SHORT PROBLEM: Please gather every line of the items below that contains the word "wooden", copying each line in full. Case counts.

RECORD EXTRACTS:
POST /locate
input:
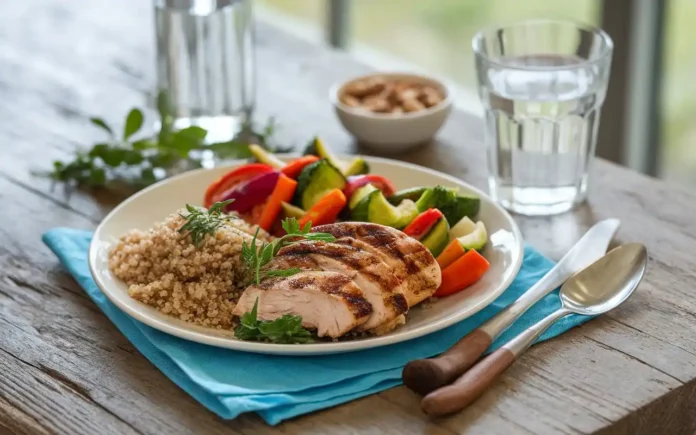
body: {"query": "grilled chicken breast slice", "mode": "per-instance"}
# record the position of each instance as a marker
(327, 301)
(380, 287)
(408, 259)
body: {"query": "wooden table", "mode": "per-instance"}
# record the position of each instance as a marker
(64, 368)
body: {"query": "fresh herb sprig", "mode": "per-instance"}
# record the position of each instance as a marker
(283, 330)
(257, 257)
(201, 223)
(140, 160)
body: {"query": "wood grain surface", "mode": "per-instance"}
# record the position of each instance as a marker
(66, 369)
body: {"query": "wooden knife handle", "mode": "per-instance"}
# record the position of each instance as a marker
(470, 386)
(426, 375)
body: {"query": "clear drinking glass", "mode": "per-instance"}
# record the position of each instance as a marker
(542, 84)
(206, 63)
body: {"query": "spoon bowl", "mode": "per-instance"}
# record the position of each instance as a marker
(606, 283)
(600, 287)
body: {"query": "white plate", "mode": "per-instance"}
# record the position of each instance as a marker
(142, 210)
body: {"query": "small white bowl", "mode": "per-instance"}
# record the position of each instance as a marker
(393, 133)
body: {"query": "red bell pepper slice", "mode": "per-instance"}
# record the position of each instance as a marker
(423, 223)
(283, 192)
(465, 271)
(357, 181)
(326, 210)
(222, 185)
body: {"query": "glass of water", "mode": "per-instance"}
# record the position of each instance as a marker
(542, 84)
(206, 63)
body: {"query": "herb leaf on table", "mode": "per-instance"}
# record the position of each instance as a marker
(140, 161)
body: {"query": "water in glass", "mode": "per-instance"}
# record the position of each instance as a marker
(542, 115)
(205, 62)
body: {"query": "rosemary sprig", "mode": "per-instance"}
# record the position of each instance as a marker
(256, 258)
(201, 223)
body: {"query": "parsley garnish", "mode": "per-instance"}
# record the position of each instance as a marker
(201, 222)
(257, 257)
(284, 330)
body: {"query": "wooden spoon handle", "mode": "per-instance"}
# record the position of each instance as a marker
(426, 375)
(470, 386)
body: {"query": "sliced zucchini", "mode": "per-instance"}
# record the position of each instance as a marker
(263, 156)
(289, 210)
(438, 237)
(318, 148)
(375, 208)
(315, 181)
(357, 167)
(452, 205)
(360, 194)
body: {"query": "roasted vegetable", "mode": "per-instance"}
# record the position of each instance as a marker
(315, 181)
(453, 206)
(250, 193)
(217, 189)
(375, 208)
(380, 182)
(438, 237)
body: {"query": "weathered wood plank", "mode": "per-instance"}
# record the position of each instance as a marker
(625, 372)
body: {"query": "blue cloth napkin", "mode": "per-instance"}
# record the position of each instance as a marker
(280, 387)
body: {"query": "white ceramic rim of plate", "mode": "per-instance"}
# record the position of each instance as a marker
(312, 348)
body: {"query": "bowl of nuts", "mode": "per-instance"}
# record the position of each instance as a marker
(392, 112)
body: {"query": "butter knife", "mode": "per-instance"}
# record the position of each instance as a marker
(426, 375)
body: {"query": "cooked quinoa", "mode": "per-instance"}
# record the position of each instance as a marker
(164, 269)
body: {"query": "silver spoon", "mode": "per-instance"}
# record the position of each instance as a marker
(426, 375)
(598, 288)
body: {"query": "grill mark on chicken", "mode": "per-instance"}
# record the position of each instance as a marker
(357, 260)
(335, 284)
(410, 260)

==

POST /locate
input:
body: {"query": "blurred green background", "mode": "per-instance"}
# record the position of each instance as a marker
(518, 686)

---

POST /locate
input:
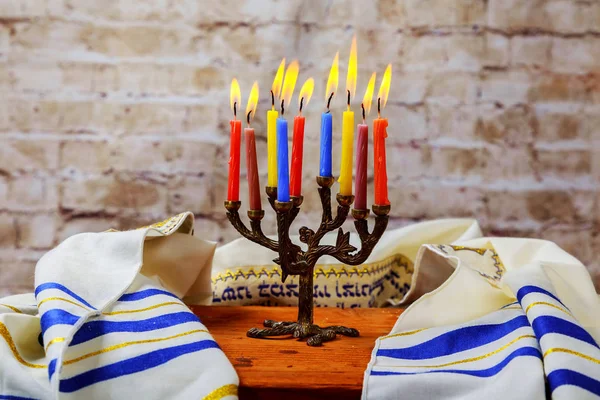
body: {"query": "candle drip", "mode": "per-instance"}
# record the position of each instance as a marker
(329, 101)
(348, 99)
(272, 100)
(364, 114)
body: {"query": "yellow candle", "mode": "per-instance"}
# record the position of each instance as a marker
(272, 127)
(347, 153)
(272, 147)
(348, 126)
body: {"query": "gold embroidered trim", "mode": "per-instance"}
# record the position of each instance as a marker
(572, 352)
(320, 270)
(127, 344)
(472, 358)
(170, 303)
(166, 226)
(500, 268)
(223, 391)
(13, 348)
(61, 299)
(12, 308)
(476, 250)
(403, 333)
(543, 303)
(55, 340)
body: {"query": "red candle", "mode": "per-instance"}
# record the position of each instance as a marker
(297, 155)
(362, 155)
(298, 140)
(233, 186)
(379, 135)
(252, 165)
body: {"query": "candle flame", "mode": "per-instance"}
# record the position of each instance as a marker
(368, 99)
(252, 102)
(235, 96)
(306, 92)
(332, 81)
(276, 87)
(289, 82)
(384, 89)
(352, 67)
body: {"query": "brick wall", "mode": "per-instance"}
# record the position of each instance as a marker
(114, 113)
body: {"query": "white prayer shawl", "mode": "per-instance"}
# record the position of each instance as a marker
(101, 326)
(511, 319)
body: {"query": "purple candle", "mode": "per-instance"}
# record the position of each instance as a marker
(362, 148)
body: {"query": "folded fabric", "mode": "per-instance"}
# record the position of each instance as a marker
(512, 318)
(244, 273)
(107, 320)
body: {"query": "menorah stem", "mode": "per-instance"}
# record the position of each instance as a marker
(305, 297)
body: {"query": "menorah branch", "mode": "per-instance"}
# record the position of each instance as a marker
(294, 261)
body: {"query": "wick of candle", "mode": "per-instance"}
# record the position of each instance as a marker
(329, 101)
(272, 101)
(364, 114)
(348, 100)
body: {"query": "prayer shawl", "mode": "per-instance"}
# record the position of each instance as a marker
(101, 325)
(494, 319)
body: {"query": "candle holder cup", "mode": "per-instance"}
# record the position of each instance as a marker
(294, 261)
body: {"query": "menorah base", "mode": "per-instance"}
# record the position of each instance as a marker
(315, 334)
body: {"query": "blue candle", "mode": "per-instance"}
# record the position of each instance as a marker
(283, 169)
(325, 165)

FULL OUTPUT:
body: {"query": "wooden table", "mode": "per-instance"}
body: {"query": "wooden knife handle", "mode": "per-instance"}
body: {"query": "wooden spoon handle", "mode": "per-instance"}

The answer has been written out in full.